=== Exercise details ===
Whatever the records say, give every one of them again exactly.

== Records supplied ==

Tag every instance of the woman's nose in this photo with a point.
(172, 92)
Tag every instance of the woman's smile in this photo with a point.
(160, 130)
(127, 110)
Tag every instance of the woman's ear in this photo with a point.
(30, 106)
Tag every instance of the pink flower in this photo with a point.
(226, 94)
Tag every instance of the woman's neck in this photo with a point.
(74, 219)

===

=== Answer ===
Tag every instance of the woman's nose in this photo with a point.
(172, 92)
Tag every instance of the woman's smile in this photo with a point.
(160, 130)
(127, 110)
Tag every instance of the woman's ear in this photo with a point.
(30, 106)
Tag every instance of the pink flower in this photo with a point.
(226, 94)
Tag every instance of the woman's neck in this photo with a point.
(74, 219)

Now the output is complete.